■ Passage ■
DIET (Dual Intent and Entity Transformer) is a multi-task architecture for intent classification and entity recognition. The architecture is based on a transformer shared for both tasks. A sequence of entity labels is predicted by a conditional random field (CRF) labeling layer, on top of the transformer output sequence corresponding to the token input sequence. For intent labels, the transformer outputs of the full utterance and intent labels are embedded into a single semantic vector space. We use a dot product loss to maximize similarity to target labels and minimize similarity to negative samples.

    DIET does not provide pretrained word embeddings or pretrained language models, but it can use these features if you add them to the pipeline.

    The output of this classifier is mainly entities, intents, and intent-ranked sets.

{
    "intent": {"name": "greet", "confidence": 0.7800},
    "intent_ranking": [
        {
            "confidence": 0.7800,
            "name": "greet"
        },
        {
            "confidence": 0.1400,
            "name": "goodbye"
        },
        {
            "confidence": 0.0800,
            "name": "restaurant_search"
        }
    ],
    "entities": [{
        "end": 53,
        "entity": "time",
        "start": 48,
        "value": "2017-04-10T00:00:00.000+02:00",
        "confidence": 1.0,
        "extractor": "DIETClassifier"

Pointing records
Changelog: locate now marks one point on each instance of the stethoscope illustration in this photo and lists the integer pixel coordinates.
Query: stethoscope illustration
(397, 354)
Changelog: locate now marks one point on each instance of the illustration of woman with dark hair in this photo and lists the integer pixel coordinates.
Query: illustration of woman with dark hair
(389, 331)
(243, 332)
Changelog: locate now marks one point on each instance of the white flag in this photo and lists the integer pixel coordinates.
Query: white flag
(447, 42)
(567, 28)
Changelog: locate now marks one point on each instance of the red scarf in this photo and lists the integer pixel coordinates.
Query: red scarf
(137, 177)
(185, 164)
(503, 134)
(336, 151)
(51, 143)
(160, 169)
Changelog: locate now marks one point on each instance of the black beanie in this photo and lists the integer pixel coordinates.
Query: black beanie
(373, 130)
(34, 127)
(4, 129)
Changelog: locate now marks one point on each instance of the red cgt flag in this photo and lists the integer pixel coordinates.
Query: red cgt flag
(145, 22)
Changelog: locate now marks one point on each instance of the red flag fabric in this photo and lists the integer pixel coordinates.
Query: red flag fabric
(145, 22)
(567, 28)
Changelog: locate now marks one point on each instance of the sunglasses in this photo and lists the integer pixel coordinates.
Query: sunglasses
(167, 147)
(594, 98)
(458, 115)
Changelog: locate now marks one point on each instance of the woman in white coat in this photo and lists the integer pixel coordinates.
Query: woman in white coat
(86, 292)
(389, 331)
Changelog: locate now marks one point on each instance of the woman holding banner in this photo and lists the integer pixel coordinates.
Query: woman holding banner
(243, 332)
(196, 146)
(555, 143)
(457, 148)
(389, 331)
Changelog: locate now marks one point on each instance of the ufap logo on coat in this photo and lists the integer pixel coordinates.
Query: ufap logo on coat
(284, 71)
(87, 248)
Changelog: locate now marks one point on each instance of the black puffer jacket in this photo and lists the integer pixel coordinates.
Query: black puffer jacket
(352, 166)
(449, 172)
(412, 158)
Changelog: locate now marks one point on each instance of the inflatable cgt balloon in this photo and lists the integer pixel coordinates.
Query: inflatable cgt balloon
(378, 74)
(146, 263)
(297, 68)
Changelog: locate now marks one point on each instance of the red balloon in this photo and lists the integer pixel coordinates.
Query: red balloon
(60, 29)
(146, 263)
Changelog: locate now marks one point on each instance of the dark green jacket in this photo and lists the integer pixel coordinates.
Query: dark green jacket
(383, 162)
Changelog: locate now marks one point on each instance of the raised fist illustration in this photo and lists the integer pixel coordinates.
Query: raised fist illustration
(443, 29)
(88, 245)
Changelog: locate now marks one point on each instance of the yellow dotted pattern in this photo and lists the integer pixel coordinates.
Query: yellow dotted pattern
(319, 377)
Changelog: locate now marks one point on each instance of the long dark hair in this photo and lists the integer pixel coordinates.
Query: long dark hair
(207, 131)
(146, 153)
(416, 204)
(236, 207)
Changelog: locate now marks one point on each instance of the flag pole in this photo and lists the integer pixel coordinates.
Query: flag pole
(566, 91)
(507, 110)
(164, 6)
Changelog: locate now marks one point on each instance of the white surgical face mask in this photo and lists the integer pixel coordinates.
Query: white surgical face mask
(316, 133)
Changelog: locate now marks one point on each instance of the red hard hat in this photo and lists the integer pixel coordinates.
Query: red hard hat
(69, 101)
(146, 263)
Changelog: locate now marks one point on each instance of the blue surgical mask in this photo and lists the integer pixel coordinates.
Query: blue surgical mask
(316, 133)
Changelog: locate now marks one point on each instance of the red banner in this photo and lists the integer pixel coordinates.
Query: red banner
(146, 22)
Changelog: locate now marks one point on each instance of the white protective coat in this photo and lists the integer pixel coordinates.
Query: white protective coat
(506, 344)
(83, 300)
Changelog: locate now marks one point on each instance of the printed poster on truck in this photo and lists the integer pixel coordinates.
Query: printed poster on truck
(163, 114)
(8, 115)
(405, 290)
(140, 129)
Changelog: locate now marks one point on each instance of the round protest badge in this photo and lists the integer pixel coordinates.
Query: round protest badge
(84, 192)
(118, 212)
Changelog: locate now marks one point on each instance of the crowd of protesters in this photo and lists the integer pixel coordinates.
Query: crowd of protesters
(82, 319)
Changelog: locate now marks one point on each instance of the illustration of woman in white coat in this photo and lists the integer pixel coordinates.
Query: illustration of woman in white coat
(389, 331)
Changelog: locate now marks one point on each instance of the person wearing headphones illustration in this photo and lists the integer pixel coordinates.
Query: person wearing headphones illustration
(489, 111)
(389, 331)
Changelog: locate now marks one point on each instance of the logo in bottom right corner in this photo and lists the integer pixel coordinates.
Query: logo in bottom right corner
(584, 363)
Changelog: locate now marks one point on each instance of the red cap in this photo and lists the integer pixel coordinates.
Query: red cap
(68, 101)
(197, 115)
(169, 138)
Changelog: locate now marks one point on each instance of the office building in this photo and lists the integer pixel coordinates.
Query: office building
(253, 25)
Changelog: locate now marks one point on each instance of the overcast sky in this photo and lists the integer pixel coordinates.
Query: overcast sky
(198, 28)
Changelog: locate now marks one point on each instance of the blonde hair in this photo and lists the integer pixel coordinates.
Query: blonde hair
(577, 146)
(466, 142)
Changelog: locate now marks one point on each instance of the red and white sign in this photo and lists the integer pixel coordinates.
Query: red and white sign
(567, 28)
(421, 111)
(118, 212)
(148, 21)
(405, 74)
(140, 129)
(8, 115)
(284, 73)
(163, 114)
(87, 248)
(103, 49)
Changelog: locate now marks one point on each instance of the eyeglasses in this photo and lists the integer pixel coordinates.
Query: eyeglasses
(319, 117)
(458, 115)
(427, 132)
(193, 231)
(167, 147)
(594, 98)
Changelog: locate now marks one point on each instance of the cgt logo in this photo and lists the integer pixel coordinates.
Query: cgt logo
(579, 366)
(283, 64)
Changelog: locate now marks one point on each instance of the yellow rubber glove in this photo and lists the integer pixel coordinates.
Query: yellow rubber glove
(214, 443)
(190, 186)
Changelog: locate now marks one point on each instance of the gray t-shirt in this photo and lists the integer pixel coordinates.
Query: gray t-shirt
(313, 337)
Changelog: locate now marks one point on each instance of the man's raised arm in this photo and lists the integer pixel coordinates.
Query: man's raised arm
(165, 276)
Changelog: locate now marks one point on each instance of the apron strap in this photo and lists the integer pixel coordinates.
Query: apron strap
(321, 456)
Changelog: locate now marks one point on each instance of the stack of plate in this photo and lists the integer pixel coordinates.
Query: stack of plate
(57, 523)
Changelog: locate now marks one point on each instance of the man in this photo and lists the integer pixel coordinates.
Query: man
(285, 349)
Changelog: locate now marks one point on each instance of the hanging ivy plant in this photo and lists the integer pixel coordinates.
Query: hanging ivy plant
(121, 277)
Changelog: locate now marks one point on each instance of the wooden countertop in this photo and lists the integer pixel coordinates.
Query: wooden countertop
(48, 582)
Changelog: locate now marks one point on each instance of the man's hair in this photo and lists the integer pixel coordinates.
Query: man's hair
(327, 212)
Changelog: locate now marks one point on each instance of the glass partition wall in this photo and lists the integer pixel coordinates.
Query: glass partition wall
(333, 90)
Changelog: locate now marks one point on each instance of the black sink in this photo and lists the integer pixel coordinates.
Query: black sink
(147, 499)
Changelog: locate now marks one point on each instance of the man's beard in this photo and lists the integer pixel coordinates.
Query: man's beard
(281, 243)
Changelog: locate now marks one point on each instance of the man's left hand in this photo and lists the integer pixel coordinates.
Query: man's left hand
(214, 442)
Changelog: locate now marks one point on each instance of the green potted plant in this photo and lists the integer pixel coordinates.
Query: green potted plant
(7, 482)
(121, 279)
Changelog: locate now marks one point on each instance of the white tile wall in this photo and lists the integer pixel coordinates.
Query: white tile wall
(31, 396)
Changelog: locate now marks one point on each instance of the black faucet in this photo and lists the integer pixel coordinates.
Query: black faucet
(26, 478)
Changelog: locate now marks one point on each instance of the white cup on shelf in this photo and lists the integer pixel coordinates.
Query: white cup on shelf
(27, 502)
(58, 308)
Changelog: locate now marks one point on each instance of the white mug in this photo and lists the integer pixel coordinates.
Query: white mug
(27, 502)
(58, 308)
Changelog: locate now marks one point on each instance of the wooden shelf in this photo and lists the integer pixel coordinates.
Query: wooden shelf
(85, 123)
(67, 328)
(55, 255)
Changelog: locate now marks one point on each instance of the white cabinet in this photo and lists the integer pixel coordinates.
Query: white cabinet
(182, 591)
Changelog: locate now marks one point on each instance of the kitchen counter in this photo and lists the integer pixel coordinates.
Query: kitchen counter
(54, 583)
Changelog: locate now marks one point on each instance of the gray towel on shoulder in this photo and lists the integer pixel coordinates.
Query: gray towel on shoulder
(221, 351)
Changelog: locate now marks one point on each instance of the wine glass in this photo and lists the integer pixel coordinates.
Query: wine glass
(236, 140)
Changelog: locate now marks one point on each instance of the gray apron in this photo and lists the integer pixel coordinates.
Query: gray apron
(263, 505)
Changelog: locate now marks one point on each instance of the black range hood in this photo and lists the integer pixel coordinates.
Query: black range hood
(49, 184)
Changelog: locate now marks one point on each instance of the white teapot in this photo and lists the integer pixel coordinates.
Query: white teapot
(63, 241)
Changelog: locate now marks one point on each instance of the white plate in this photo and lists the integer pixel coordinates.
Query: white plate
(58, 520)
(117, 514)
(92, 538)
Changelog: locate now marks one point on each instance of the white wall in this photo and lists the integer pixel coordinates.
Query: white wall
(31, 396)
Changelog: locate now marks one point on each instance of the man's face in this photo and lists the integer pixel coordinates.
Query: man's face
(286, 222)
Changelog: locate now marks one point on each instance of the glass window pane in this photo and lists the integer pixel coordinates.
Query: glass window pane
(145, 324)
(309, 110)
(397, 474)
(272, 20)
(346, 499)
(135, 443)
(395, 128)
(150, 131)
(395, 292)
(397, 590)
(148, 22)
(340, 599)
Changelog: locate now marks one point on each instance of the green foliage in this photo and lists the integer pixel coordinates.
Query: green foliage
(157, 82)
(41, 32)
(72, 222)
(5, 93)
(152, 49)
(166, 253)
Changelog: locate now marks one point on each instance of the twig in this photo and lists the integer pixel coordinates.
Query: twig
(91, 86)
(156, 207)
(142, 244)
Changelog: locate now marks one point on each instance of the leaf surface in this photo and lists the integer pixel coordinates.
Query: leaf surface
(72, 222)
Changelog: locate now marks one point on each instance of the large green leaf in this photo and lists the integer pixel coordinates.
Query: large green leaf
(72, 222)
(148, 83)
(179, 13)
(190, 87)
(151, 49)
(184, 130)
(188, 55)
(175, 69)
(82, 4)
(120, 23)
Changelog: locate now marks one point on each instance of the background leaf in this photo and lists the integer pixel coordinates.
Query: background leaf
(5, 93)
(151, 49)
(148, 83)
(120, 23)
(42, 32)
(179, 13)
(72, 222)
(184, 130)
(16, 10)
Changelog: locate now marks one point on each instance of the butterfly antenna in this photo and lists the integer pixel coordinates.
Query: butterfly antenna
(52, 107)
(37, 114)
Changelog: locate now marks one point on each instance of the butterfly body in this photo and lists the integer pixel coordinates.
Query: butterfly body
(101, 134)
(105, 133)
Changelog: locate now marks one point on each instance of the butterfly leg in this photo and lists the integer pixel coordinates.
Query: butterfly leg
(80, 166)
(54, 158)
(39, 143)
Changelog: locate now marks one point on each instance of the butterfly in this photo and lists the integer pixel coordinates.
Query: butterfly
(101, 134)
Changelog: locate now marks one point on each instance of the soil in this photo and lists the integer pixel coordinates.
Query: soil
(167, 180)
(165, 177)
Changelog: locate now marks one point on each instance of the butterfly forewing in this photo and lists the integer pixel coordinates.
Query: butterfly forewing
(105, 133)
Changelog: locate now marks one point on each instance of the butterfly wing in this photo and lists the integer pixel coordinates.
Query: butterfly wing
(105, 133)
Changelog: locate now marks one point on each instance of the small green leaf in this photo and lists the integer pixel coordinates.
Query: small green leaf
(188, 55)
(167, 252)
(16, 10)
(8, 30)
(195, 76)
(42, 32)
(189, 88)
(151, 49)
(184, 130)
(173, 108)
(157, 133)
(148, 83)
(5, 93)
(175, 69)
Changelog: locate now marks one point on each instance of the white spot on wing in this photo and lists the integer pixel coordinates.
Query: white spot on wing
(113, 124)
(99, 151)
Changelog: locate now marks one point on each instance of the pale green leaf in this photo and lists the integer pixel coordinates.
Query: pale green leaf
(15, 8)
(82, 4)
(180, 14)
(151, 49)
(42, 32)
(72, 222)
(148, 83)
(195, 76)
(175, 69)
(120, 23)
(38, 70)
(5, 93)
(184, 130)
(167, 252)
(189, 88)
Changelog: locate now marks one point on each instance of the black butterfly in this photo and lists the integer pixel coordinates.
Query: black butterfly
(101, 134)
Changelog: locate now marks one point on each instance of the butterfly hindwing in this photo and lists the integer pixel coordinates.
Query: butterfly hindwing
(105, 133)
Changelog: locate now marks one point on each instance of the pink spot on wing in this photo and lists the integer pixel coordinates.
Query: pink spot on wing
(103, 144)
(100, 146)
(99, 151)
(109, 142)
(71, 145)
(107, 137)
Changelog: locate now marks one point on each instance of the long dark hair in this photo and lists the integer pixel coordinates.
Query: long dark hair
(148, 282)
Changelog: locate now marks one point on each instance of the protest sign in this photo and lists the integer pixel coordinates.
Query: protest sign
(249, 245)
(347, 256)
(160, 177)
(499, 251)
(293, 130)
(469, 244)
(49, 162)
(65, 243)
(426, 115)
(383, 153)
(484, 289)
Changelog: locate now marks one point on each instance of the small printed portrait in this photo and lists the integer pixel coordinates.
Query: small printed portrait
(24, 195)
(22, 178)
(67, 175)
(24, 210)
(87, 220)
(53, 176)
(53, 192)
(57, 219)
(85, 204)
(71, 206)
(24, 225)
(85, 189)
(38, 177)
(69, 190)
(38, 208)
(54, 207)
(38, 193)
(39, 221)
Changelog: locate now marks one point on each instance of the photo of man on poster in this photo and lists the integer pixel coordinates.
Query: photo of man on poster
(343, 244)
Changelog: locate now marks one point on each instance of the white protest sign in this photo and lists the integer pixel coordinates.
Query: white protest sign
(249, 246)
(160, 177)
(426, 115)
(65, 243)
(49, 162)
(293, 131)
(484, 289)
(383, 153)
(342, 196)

■ Written request A ■
Answer these questions from the passage on DIET:
(i) What layer predicts the sequence of entity labels?
(ii) What loss does DIET use to maximize similarity to target labels?
(iii) In the sample output, what confidence is listed for the intent "goodbye"?
■ Written request B ■
Extract every line of the records that contains the string "shoulder".
These records are unrelated to the text about DIET.

■ Exercise result A ■
(i) A conditional random field (CRF) labeling layer
(ii) A dot product loss
(iii) 0.1400

■ Exercise result B ■
Changelog: locate now marks one point on each instance of the gray towel on shoulder in this photo and lists the integer pixel coordinates.
Query: gray towel on shoulder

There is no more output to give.